[Data to examine]:

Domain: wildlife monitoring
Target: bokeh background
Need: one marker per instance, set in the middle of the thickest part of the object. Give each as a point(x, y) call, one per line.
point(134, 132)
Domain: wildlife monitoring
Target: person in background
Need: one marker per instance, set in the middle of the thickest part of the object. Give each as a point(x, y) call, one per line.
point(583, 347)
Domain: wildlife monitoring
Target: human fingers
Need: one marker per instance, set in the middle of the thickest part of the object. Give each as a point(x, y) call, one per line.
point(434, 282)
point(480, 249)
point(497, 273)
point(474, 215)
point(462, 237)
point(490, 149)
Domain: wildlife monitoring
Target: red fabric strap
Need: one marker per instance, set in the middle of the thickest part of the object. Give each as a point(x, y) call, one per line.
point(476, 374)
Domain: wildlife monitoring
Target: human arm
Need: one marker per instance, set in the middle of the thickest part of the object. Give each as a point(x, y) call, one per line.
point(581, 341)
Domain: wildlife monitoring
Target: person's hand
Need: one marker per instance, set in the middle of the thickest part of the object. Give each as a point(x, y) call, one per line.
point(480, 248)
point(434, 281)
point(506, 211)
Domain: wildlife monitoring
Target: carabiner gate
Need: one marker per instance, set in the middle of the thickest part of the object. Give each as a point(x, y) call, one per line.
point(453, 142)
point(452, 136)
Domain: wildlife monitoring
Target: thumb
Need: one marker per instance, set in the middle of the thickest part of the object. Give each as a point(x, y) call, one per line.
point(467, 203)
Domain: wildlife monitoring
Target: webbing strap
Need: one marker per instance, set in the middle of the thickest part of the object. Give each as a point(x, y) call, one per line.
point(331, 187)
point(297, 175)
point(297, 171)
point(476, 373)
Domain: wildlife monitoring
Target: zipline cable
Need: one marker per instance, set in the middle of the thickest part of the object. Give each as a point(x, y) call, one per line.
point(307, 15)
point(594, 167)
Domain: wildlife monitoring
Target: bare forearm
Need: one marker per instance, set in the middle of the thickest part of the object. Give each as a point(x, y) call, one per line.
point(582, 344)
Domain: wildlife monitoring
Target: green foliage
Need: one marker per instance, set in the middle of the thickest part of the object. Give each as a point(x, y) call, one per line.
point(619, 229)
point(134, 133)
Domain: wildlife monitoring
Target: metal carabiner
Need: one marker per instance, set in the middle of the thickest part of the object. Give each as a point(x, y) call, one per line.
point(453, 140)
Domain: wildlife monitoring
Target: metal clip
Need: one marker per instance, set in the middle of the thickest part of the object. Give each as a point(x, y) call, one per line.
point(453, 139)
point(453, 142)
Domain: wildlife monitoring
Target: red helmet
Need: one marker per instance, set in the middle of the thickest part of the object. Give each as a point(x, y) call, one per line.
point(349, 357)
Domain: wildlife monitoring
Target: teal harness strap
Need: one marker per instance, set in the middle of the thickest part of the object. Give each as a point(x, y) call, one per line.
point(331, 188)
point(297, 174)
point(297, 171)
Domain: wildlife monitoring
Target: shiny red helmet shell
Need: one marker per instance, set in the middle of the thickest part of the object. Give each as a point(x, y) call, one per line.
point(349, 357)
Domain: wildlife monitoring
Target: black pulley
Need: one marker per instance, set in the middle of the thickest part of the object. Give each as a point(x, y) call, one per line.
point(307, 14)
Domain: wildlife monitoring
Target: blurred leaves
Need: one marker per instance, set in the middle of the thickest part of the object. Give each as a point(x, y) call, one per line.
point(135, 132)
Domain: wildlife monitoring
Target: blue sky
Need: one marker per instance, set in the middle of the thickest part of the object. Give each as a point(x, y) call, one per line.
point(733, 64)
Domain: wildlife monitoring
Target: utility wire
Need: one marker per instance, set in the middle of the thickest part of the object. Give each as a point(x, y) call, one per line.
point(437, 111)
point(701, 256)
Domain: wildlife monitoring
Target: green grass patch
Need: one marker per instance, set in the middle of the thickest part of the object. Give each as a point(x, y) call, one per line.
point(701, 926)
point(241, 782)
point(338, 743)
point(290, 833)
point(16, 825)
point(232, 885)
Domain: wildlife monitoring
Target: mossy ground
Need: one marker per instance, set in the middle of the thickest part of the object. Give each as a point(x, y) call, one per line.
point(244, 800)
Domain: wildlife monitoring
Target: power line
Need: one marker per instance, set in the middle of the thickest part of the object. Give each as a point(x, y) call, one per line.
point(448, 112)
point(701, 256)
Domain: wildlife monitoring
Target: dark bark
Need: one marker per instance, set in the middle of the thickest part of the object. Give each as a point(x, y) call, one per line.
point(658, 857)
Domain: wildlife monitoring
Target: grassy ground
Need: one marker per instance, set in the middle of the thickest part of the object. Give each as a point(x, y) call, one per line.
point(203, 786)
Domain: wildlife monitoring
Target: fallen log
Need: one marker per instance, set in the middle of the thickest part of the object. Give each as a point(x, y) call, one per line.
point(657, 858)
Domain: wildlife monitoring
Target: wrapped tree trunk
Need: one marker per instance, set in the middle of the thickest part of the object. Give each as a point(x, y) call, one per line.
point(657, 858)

[Work to complete]: This exercise requires the lines of the entries containing the string "strap".

[Answer area]:
Target: red fabric strap
Target: webbing strap
Target: teal harness strap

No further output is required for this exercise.